* STATED GOAL: Copy out the listing that follows exactly, dropping every picture.

* GIVEN DATA:
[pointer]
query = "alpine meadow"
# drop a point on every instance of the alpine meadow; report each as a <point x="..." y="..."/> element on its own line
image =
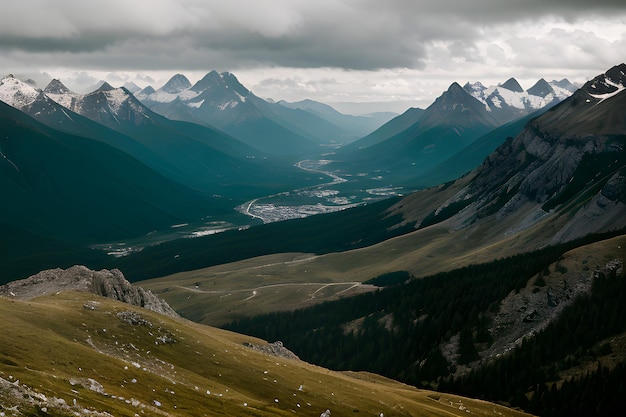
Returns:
<point x="320" y="209"/>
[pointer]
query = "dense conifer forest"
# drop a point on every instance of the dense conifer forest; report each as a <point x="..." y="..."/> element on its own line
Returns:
<point x="398" y="331"/>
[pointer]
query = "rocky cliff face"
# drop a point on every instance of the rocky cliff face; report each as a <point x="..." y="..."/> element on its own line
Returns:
<point x="110" y="284"/>
<point x="568" y="162"/>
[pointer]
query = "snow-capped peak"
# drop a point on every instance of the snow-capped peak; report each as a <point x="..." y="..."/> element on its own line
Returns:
<point x="176" y="84"/>
<point x="16" y="92"/>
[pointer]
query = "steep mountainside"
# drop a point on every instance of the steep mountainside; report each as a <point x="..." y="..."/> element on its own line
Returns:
<point x="569" y="161"/>
<point x="72" y="187"/>
<point x="415" y="146"/>
<point x="110" y="284"/>
<point x="75" y="353"/>
<point x="196" y="156"/>
<point x="354" y="126"/>
<point x="451" y="123"/>
<point x="534" y="190"/>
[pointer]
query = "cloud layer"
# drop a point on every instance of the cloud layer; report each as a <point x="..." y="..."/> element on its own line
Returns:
<point x="427" y="37"/>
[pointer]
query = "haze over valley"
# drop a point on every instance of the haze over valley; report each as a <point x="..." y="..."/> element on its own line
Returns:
<point x="288" y="208"/>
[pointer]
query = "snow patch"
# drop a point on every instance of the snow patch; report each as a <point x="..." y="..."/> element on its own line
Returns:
<point x="618" y="89"/>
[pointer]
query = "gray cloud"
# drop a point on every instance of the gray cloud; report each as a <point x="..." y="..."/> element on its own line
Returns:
<point x="366" y="34"/>
<point x="332" y="50"/>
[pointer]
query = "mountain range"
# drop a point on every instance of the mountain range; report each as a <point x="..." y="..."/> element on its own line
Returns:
<point x="504" y="283"/>
<point x="416" y="142"/>
<point x="220" y="100"/>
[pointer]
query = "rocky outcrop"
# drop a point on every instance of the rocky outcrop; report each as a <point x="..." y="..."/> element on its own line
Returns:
<point x="107" y="283"/>
<point x="274" y="349"/>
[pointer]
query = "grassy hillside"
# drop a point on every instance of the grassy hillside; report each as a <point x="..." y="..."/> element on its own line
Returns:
<point x="536" y="330"/>
<point x="102" y="357"/>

* WRITTEN RESPONSE:
[pointer]
query = "alpine meadow"
# drop a point on every instance of the alpine meadow; report each as a <point x="..." y="..."/> element on its own line
image =
Returns:
<point x="320" y="209"/>
[pointer]
query = "dense conifer forest"
# drop a point on every instance of the dense conifer forest; report each as a <point x="..." y="..."/> element on its own line
Returns:
<point x="398" y="331"/>
[pointer]
query = "rocky cliff face"
# drop a point on every instance of the rocky cliff face; report each as a <point x="..." y="..."/> element on its own line
Returns:
<point x="110" y="284"/>
<point x="568" y="162"/>
[pointer]
query = "snow-capped peak"
# drop a point on every instance of the snow-capped peak; report each as a <point x="..." y="..."/> element on its own line
Returns:
<point x="176" y="84"/>
<point x="16" y="92"/>
[pointer]
query = "steep mountainside"
# drop a point on every instance of the steep mountainside; report each as a <point x="..." y="..."/> element on its own line
Returns:
<point x="569" y="161"/>
<point x="72" y="187"/>
<point x="415" y="146"/>
<point x="110" y="284"/>
<point x="75" y="353"/>
<point x="196" y="156"/>
<point x="354" y="126"/>
<point x="451" y="123"/>
<point x="534" y="190"/>
[pointer]
query = "cloud layer"
# drop a point on every instance of the cloud layer; report each as a <point x="..." y="..."/> element on its own line
Returns:
<point x="427" y="37"/>
[pointer]
query = "haze over valley"
# drop a point on every instance of the haze over valley; report each as a <point x="..." y="..."/> element on its own line
Returns:
<point x="288" y="208"/>
[pointer]
query = "snow patch"
# drop a point on every instance of the snow patch; report each as a <point x="..." y="..."/> element on its own line
Returns:
<point x="618" y="89"/>
[pointer]
query = "gray cloud"
# drop a point on every instance of the gray cloud; report each as a <point x="..." y="..."/> element on its own line
Returns:
<point x="366" y="34"/>
<point x="332" y="50"/>
[pointer]
query = "mountain range"
# drop a point on every instance of the mountain range; report each as a <point x="..." y="..."/> element on its own line
Returns:
<point x="504" y="283"/>
<point x="416" y="142"/>
<point x="220" y="100"/>
[pointer]
query = "rocky outcrop"
# drop a point on every instance of the rocky outcrop; report each as a <point x="..." y="..."/> element on its own line
Returns:
<point x="107" y="283"/>
<point x="274" y="349"/>
[pointer]
query = "grassy hillside"
# drop a point on every instance of the grassy hillside; report each as a <point x="..." y="..."/> element on its own line
Returns:
<point x="536" y="330"/>
<point x="102" y="357"/>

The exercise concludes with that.